Count the lines in the material below that contain the string "hair". State only the resulting number.

### LISTING:
--------------------------------

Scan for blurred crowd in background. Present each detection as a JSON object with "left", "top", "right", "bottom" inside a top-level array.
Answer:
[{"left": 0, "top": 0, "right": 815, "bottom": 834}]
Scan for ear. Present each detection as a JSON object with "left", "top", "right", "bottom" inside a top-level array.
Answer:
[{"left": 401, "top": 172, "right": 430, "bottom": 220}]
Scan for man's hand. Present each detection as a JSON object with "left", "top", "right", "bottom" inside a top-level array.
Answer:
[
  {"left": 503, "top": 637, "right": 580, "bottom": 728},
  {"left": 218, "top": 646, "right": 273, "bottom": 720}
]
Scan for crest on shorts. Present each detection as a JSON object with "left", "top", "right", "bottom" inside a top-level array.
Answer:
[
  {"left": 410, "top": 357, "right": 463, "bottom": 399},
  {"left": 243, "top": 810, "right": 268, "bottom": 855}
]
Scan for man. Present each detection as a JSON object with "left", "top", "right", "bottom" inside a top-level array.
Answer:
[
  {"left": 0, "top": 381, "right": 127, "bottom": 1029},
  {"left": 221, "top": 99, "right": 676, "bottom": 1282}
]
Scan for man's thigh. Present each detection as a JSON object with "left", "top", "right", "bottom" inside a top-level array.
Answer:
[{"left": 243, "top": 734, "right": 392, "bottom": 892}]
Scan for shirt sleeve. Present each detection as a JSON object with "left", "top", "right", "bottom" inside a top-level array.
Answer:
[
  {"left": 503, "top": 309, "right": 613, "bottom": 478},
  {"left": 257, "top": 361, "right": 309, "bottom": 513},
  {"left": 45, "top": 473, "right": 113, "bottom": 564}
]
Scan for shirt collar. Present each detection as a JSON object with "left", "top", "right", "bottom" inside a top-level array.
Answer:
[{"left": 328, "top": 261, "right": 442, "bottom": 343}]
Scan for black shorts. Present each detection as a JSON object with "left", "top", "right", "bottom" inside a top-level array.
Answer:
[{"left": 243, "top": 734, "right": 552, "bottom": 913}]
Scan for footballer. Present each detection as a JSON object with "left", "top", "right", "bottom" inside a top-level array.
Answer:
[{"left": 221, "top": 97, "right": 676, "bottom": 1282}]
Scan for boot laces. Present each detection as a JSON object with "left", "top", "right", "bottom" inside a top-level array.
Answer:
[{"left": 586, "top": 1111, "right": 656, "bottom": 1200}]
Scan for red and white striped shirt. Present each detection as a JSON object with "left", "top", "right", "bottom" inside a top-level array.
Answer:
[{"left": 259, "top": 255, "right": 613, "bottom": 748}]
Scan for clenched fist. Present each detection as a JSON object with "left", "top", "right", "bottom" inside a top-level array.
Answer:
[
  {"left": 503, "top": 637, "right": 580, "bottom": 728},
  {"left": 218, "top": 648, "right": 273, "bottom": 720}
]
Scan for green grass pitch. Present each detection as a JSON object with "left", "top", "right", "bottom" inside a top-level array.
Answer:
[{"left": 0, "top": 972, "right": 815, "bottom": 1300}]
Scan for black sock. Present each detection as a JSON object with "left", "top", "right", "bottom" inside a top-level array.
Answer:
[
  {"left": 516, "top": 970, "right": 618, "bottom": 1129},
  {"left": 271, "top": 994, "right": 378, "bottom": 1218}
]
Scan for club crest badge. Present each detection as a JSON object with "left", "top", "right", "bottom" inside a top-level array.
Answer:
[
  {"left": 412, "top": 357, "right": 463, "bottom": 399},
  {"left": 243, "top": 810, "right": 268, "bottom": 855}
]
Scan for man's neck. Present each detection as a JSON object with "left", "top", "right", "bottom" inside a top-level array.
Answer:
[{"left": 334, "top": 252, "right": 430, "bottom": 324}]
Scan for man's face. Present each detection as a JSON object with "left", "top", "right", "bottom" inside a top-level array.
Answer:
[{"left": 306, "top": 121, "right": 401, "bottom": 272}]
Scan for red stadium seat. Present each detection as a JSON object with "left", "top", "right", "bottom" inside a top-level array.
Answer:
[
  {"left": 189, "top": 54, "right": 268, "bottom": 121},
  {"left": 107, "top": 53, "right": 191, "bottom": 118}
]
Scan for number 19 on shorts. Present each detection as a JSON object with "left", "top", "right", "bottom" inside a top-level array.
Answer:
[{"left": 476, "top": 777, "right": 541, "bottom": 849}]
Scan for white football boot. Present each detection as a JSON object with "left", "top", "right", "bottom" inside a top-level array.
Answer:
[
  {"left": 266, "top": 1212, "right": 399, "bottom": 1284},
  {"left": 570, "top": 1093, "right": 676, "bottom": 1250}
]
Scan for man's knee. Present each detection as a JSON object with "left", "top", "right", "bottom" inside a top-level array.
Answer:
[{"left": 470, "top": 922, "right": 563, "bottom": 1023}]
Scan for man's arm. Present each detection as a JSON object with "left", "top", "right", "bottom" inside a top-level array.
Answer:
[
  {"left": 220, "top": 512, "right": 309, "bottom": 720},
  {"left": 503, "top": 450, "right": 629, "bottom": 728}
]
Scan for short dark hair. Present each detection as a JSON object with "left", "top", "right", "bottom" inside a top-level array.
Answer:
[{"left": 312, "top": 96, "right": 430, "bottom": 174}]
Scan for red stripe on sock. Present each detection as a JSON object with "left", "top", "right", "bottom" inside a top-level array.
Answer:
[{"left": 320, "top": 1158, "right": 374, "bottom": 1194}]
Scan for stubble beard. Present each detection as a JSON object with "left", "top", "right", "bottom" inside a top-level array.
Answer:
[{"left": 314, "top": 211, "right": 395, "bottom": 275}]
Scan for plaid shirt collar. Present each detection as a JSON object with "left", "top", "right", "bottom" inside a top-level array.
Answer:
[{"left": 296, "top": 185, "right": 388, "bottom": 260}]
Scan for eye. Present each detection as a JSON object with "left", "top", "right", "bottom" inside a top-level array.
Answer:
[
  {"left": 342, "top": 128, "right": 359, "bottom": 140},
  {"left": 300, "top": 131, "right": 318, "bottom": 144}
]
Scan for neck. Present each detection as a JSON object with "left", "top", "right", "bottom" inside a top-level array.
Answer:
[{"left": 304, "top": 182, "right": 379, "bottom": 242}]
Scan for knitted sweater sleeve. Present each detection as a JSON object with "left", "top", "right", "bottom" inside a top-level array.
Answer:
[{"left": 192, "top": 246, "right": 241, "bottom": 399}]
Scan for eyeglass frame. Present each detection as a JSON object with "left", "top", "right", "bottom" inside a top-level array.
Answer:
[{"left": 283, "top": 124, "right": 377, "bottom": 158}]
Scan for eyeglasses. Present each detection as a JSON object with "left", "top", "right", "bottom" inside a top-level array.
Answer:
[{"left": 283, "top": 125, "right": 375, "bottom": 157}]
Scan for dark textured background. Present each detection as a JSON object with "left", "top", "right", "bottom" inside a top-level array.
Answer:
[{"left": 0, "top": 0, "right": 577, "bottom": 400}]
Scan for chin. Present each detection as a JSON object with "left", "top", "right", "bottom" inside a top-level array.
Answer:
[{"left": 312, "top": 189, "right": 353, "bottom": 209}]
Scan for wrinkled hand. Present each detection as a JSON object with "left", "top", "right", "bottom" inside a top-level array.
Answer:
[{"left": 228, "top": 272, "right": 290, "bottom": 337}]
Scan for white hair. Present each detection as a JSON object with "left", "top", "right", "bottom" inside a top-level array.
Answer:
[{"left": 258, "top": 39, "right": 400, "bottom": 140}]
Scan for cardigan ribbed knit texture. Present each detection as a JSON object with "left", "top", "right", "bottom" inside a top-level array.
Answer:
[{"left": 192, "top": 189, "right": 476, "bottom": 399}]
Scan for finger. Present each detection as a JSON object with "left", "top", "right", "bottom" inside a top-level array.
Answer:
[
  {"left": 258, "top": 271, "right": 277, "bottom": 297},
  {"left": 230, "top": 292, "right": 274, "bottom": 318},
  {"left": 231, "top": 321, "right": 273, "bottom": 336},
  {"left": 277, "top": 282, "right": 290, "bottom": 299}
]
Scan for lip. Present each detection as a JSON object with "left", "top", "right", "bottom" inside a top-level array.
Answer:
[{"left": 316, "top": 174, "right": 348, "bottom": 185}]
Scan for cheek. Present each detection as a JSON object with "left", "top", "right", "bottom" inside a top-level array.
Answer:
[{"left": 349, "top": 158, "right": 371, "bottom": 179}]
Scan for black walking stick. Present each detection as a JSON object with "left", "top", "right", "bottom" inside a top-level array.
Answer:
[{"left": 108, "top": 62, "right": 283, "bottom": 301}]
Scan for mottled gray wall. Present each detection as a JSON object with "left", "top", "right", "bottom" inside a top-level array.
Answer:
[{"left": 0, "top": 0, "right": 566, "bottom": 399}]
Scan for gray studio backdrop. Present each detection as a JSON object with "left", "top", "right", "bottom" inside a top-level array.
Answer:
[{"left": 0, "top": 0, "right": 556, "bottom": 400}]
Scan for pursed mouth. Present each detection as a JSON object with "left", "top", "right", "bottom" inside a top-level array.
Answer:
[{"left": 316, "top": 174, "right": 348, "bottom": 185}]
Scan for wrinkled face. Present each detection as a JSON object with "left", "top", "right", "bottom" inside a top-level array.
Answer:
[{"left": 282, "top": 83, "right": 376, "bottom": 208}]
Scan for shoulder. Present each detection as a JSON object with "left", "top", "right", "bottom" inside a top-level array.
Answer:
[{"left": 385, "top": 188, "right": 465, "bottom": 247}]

--------------------------------

### RESPONSE BELOW:
2